> **Assignment A**
Answer these questions from the text on European migration through Ellis Island.
(i) How many people passed through the Ellis Island Immigration Station between 1890 and 1925?
(ii) Which steamship companies does the text name?
(iii) How long did the examination of steerage passengers in the Great Hall last?
> **Assignment B**
Resume the text on European migration through Ellis Island, continuing from its last sentence.

> **Document extract**
• • • • •

Between 1800 and 1930, 60 million Europeans left their homelands in search of better lives. About half moved to the United States; between 1890 and 1925 over 20 million men, women, and children passed through the Ellis Island Immigration Station in New York City harbor. During these years, southern and eastern Europeans, such as Italians, Poles, and Russian Jews, far outnumbered the northern Europeans who had predominated in the mid-nineteenth-century wave of migration to the United States. Today over 40 percent of Americans are descendants of people who went through immigration control on Ellis Island. These figures give some idea of the immense number of people involved in this great migration, but statistics hardly capture what it was like to pull up stakes and move to America.
Transporting migrants across the North Atlantic was big business. Well-established steamship companies such as Cunard, White Star, and Hamburg-America advertised inexpensive fares and good accommodations. The reality was usually different. For the vast majority who could afford only third-class passage in the steerage compartment (so called because it was located near the ship’s rudder), the eight- to fourteen-day journey overseas from Naples, Hamburg, or Liverpool was cramped, cold, and unsanitary. Yet poor job prospects and religious or political persecution at home — and the lure of America’s booming economy — led many to take the journey.
Once they arrived at Ellis Island, steerage passengers were subjected to a four- to five-hour examination in the Great Hall. Physicians checked their health. Customs officers inspected legal documents. Bureaucrats administered intelligence tests and evaluated the migrants’ financial and moral status. The exams worried and sometimes insulted the new arrivals. As one Polish-Jewish immigrant remembered, “They asked us questions. ‘How much is two and one? How much is two and two?’ But the next young girl, also from our city, went and they asked her, ‘How do you wash stairs, from the top or from the bottom?’ She says, ‘I don’t come to America to wash stairs.’”

• • • • •

> **Entries shown**
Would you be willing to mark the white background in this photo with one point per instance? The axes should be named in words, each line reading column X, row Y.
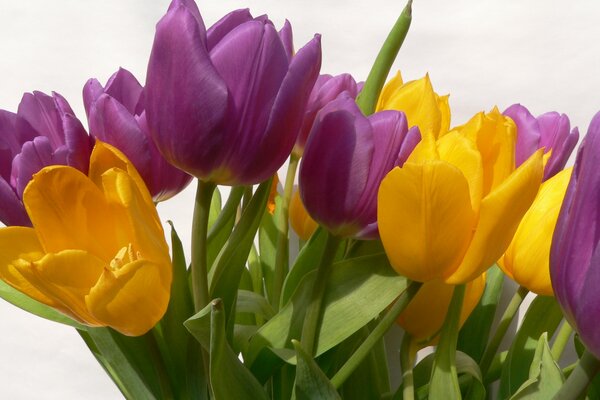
column 543, row 54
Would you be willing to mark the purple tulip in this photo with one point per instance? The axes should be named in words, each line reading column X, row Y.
column 326, row 89
column 43, row 132
column 116, row 116
column 345, row 158
column 575, row 253
column 226, row 104
column 550, row 130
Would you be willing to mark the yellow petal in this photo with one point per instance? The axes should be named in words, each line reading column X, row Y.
column 500, row 214
column 425, row 219
column 131, row 299
column 528, row 255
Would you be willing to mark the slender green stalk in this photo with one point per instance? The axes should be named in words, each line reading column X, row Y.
column 577, row 383
column 376, row 334
column 407, row 361
column 283, row 226
column 204, row 193
column 561, row 340
column 505, row 321
column 312, row 320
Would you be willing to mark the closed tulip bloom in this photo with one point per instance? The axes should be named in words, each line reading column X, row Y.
column 226, row 105
column 425, row 314
column 550, row 131
column 423, row 107
column 346, row 157
column 43, row 132
column 96, row 251
column 575, row 254
column 116, row 115
column 452, row 209
column 326, row 89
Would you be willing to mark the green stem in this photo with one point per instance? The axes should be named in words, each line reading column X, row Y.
column 376, row 334
column 369, row 95
column 312, row 318
column 283, row 230
column 407, row 361
column 444, row 378
column 505, row 321
column 561, row 340
column 577, row 383
column 204, row 193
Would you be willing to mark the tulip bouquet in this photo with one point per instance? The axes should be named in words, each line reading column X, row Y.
column 401, row 218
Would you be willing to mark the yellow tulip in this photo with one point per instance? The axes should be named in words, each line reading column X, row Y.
column 422, row 106
column 425, row 314
column 527, row 259
column 301, row 222
column 96, row 251
column 452, row 209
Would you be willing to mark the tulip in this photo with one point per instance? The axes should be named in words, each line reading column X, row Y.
column 574, row 256
column 527, row 259
column 96, row 251
column 326, row 89
column 301, row 222
column 346, row 157
column 116, row 116
column 423, row 107
column 425, row 314
column 451, row 210
column 550, row 131
column 226, row 105
column 43, row 132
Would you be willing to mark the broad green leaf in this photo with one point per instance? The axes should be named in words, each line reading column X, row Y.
column 543, row 315
column 545, row 376
column 26, row 303
column 229, row 378
column 311, row 382
column 475, row 333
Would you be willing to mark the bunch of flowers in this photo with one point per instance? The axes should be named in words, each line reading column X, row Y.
column 402, row 218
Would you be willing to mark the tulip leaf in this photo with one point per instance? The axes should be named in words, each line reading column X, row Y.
column 543, row 315
column 357, row 291
column 311, row 382
column 475, row 333
column 229, row 378
column 28, row 304
column 545, row 376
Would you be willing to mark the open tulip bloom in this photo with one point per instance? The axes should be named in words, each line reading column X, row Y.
column 400, row 217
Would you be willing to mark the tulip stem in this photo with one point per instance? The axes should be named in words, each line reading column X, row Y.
column 283, row 226
column 577, row 383
column 376, row 334
column 505, row 321
column 561, row 340
column 204, row 194
column 312, row 319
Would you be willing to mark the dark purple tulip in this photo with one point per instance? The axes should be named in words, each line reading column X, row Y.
column 43, row 132
column 326, row 89
column 345, row 158
column 226, row 104
column 575, row 254
column 550, row 130
column 116, row 116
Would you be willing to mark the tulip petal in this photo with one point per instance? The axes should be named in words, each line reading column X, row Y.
column 122, row 299
column 499, row 216
column 425, row 218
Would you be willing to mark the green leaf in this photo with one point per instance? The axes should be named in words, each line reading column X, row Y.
column 28, row 304
column 545, row 376
column 229, row 378
column 543, row 315
column 357, row 291
column 311, row 382
column 475, row 333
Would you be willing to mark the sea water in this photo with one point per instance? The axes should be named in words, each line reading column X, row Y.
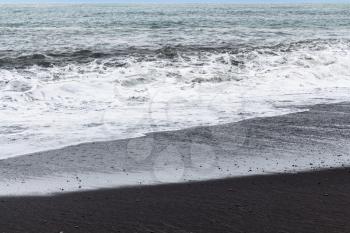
column 79, row 73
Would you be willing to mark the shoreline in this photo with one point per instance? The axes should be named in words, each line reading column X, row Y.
column 309, row 140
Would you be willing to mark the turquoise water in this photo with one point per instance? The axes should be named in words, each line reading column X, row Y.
column 79, row 73
column 25, row 29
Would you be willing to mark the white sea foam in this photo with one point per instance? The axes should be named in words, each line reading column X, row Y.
column 50, row 107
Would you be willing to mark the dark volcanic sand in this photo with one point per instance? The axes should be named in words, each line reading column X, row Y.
column 312, row 202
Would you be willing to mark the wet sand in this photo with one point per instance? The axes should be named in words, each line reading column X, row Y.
column 285, row 201
column 305, row 202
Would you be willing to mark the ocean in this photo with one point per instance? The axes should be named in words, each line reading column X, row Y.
column 79, row 73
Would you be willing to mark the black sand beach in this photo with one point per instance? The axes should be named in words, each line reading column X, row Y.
column 306, row 202
column 314, row 201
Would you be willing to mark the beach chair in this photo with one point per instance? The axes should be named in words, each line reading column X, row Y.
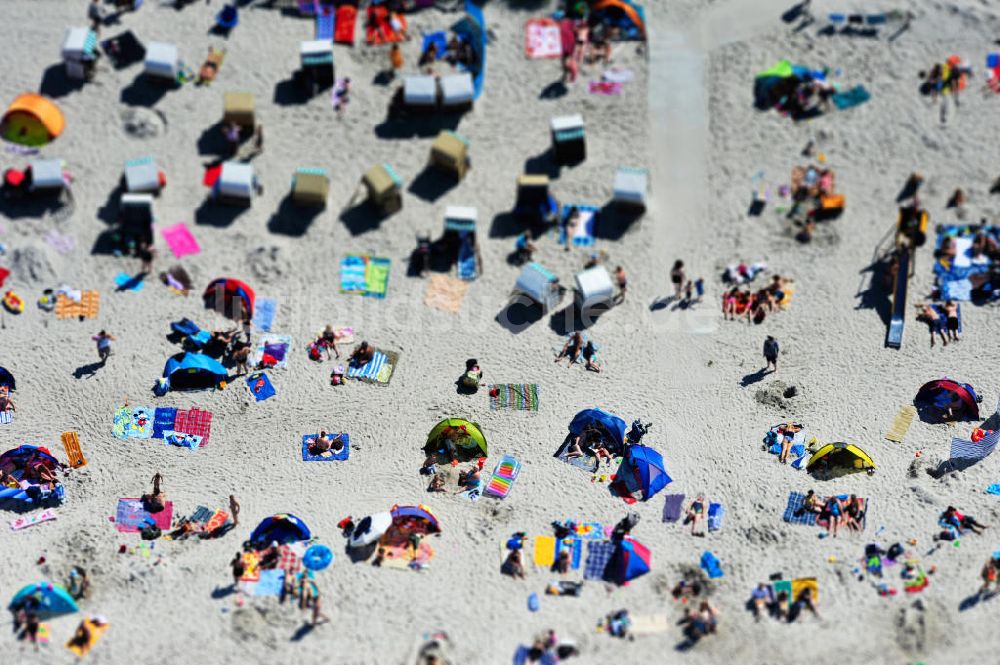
column 238, row 107
column 568, row 144
column 450, row 152
column 311, row 187
column 384, row 188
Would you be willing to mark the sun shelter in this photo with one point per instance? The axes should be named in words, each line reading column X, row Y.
column 836, row 459
column 945, row 399
column 142, row 175
column 540, row 285
column 283, row 528
column 317, row 72
column 450, row 152
column 640, row 475
column 594, row 288
column 630, row 559
column 236, row 184
column 568, row 143
column 238, row 107
column 457, row 91
column 193, row 371
column 45, row 599
column 7, row 379
column 384, row 188
column 230, row 297
column 456, row 437
column 631, row 187
column 32, row 120
column 163, row 61
column 79, row 52
column 311, row 187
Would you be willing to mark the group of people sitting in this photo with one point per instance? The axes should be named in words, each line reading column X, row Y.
column 755, row 305
column 838, row 511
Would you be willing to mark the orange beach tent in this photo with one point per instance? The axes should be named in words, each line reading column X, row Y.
column 32, row 120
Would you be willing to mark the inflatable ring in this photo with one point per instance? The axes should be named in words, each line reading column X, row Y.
column 13, row 302
column 317, row 557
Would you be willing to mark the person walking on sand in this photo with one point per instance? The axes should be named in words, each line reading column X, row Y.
column 103, row 340
column 771, row 350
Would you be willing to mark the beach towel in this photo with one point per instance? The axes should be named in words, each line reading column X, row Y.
column 673, row 507
column 260, row 386
column 854, row 97
column 96, row 632
column 180, row 240
column 795, row 512
column 196, row 422
column 605, row 88
column 715, row 514
column 163, row 419
column 583, row 233
column 445, row 292
column 711, row 565
column 31, row 520
column 504, row 475
column 514, row 396
column 346, row 17
column 599, row 553
column 131, row 517
column 126, row 282
column 542, row 39
column 364, row 275
column 328, row 456
column 263, row 313
column 87, row 307
column 71, row 444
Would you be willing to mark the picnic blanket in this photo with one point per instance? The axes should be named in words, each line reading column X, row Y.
column 364, row 275
column 180, row 241
column 131, row 516
column 263, row 313
column 514, row 396
column 87, row 307
column 328, row 456
column 260, row 386
column 274, row 345
column 583, row 232
column 599, row 553
column 196, row 422
column 445, row 292
column 31, row 520
column 378, row 370
column 542, row 39
column 673, row 507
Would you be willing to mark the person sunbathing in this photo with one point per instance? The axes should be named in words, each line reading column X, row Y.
column 362, row 355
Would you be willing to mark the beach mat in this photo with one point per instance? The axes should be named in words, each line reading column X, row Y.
column 328, row 456
column 514, row 396
column 131, row 516
column 673, row 507
column 445, row 293
column 263, row 313
column 71, row 444
column 87, row 308
column 260, row 386
column 180, row 241
column 901, row 423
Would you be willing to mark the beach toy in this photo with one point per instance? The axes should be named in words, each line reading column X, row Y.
column 317, row 557
column 504, row 475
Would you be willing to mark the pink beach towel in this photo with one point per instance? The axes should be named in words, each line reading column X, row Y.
column 180, row 240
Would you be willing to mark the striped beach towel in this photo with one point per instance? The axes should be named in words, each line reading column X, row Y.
column 515, row 396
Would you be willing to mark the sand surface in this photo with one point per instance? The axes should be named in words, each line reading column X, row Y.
column 688, row 117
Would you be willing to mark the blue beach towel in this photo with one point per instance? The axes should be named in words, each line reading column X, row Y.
column 331, row 457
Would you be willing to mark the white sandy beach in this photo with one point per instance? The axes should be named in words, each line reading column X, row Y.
column 688, row 116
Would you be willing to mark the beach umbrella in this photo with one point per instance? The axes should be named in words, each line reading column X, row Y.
column 370, row 529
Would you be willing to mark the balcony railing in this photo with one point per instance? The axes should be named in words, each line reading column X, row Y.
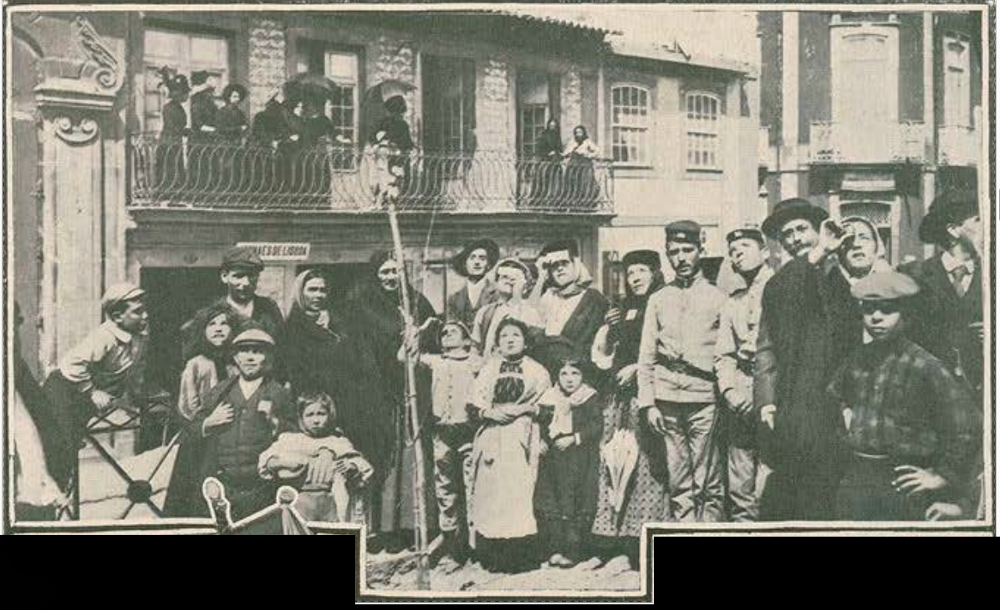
column 179, row 173
column 866, row 143
column 958, row 146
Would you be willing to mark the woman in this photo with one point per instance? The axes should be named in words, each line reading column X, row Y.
column 547, row 184
column 170, row 172
column 321, row 354
column 616, row 350
column 505, row 454
column 210, row 362
column 581, row 186
column 385, row 432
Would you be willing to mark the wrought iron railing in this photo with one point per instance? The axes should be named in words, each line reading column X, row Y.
column 186, row 173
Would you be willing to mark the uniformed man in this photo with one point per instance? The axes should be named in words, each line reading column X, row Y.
column 677, row 377
column 734, row 366
column 97, row 373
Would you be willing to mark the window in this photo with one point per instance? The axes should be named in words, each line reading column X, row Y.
column 703, row 115
column 186, row 53
column 957, row 97
column 630, row 125
column 342, row 69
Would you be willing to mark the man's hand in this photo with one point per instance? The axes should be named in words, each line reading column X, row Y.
column 102, row 400
column 627, row 375
column 656, row 421
column 321, row 469
column 223, row 415
column 944, row 511
column 913, row 480
column 564, row 443
column 767, row 415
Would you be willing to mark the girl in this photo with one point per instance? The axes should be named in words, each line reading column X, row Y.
column 566, row 496
column 210, row 363
column 505, row 453
column 288, row 459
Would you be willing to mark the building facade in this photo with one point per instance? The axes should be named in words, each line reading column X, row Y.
column 871, row 115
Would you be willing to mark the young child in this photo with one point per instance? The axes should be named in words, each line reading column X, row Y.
column 288, row 458
column 505, row 452
column 909, row 422
column 566, row 494
column 454, row 377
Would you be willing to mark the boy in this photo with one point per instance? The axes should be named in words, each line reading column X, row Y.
column 454, row 376
column 910, row 424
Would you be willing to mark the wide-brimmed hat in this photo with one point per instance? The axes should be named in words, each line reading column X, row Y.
column 234, row 88
column 952, row 207
column 492, row 254
column 789, row 210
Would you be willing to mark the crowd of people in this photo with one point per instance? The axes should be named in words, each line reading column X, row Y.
column 556, row 423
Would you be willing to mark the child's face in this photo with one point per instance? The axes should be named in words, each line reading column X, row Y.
column 511, row 342
column 218, row 330
column 315, row 419
column 250, row 359
column 883, row 319
column 570, row 379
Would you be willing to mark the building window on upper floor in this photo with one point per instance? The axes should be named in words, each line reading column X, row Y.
column 957, row 95
column 630, row 125
column 186, row 53
column 703, row 122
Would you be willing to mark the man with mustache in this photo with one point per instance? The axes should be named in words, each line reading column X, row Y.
column 796, row 356
column 677, row 378
column 734, row 365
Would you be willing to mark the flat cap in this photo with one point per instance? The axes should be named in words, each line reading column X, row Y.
column 745, row 233
column 254, row 335
column 885, row 286
column 242, row 256
column 120, row 293
column 684, row 231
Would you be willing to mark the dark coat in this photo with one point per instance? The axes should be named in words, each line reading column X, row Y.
column 941, row 319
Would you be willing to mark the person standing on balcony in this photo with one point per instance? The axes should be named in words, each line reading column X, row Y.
column 203, row 157
column 581, row 188
column 170, row 172
column 572, row 311
column 736, row 350
column 797, row 353
column 376, row 314
column 475, row 263
column 677, row 378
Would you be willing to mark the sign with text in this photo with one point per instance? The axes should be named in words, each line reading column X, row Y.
column 279, row 251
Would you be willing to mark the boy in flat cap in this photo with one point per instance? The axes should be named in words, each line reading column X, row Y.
column 474, row 263
column 949, row 310
column 736, row 351
column 909, row 423
column 677, row 377
column 103, row 368
column 241, row 419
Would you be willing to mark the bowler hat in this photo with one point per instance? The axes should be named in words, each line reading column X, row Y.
column 789, row 210
column 492, row 254
column 948, row 208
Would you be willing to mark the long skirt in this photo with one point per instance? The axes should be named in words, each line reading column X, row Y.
column 647, row 497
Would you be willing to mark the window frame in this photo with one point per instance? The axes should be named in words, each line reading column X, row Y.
column 642, row 126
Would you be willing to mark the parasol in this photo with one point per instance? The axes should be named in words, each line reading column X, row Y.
column 620, row 456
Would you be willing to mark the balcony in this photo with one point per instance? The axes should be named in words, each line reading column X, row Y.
column 958, row 146
column 866, row 143
column 179, row 174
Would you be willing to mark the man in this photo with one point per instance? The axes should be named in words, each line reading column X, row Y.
column 909, row 422
column 949, row 310
column 474, row 263
column 100, row 371
column 676, row 378
column 796, row 356
column 734, row 366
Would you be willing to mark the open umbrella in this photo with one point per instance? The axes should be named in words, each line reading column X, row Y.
column 620, row 456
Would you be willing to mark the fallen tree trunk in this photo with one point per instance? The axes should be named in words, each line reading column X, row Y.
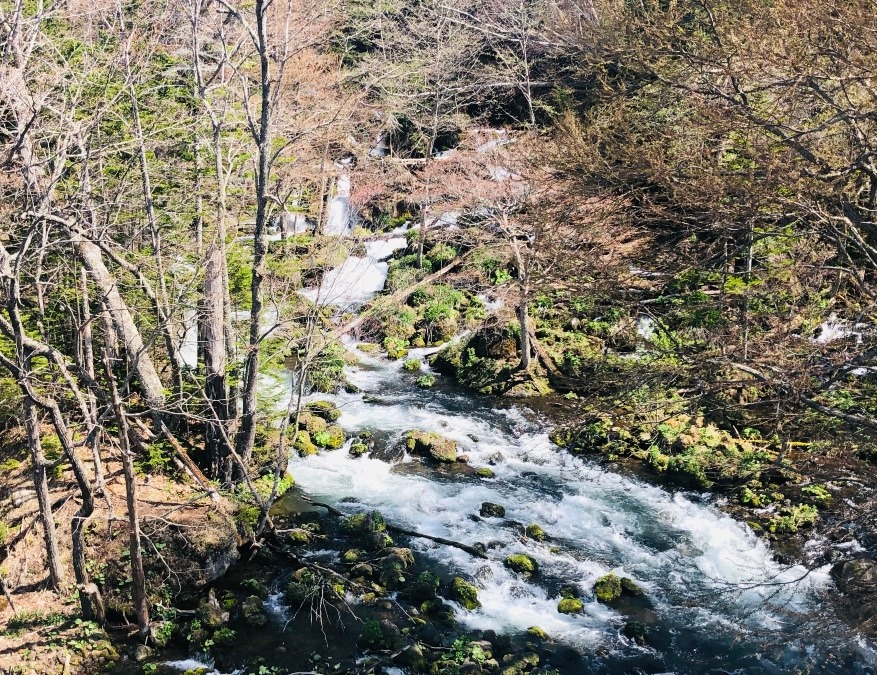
column 398, row 296
column 471, row 550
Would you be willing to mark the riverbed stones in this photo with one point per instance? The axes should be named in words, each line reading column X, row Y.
column 357, row 449
column 535, row 532
column 253, row 610
column 570, row 606
column 464, row 593
column 538, row 633
column 522, row 564
column 304, row 445
column 324, row 409
column 491, row 510
column 610, row 587
column 431, row 445
column 412, row 657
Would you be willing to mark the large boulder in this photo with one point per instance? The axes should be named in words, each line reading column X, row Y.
column 431, row 445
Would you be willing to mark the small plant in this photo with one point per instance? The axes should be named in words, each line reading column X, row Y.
column 426, row 381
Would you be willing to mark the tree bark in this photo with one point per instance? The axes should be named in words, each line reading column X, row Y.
column 138, row 577
column 41, row 485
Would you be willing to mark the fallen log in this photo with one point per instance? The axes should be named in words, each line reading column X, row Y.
column 471, row 550
column 394, row 298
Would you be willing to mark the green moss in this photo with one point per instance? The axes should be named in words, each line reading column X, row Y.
column 465, row 593
column 412, row 365
column 332, row 438
column 522, row 564
column 358, row 449
column 303, row 444
column 535, row 532
column 538, row 633
column 570, row 606
column 430, row 444
column 793, row 518
column 324, row 409
column 426, row 381
column 607, row 588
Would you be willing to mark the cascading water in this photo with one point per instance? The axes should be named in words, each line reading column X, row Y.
column 718, row 600
column 358, row 279
column 718, row 596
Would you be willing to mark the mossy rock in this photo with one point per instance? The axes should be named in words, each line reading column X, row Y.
column 570, row 606
column 636, row 631
column 332, row 438
column 303, row 444
column 629, row 587
column 412, row 365
column 357, row 449
column 299, row 537
column 522, row 564
column 491, row 510
column 253, row 610
column 465, row 593
column 535, row 532
column 430, row 444
column 538, row 633
column 607, row 588
column 311, row 422
column 325, row 409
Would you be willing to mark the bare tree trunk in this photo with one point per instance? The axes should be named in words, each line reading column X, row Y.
column 138, row 577
column 247, row 432
column 215, row 364
column 41, row 485
column 523, row 319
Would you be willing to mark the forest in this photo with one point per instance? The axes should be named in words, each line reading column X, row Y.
column 438, row 336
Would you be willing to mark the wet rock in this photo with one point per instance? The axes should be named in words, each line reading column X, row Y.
column 464, row 593
column 491, row 510
column 299, row 537
column 324, row 409
column 357, row 449
column 141, row 653
column 538, row 633
column 611, row 587
column 303, row 444
column 522, row 564
column 513, row 665
column 331, row 438
column 253, row 610
column 389, row 452
column 636, row 631
column 607, row 588
column 428, row 444
column 210, row 613
column 629, row 587
column 570, row 606
column 362, row 570
column 411, row 657
column 535, row 532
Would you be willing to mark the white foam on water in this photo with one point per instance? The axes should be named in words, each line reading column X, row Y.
column 678, row 550
column 356, row 280
column 193, row 664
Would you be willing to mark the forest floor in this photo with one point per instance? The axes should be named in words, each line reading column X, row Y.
column 188, row 541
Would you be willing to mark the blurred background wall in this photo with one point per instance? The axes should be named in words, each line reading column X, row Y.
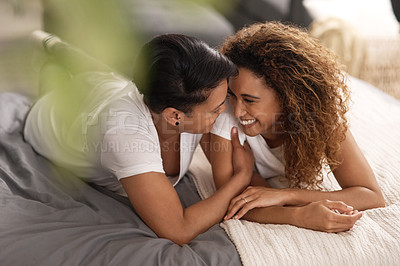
column 363, row 33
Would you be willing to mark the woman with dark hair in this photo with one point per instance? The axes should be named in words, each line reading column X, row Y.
column 139, row 141
column 290, row 97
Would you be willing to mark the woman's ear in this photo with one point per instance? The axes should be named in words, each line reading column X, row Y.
column 172, row 116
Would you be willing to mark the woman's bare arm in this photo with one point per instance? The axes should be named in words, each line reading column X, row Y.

• • • • •

> **Your response A**
(i) Over 20 million men, women, and children.
(ii) Cunard, White Star, and Hamburg-America.
(iii) Four to five hours.

> **Your response B**
Migrants with obvious illnesses were required to stay in the island’s hospital as long as several weeks to see if they improved. Sick passengers whom officials judged either a threat to public health or a likely drain on public finances were sent home. Suspected anarchists and, later, Bolsheviks were also deported.
By today’s standards, it was remarkably easy for those seeking to establish permanent residency to enter the United States — only about 2 percent of all migrants were denied entry. After they cleared processing, the new arrivals were ferried to New York City, where they either stayed or moved to other industrialized cities of the Northeast and Midwest. The migrants typically took unskilled jobs for low wages, but by keeping labor costs down, they fueled the rapid industrialization of late-nineteenth-century America. They furthermore transformed the United States from a land of predominantly British and northern European settlers into the multiethnic melting pot of myth and fame.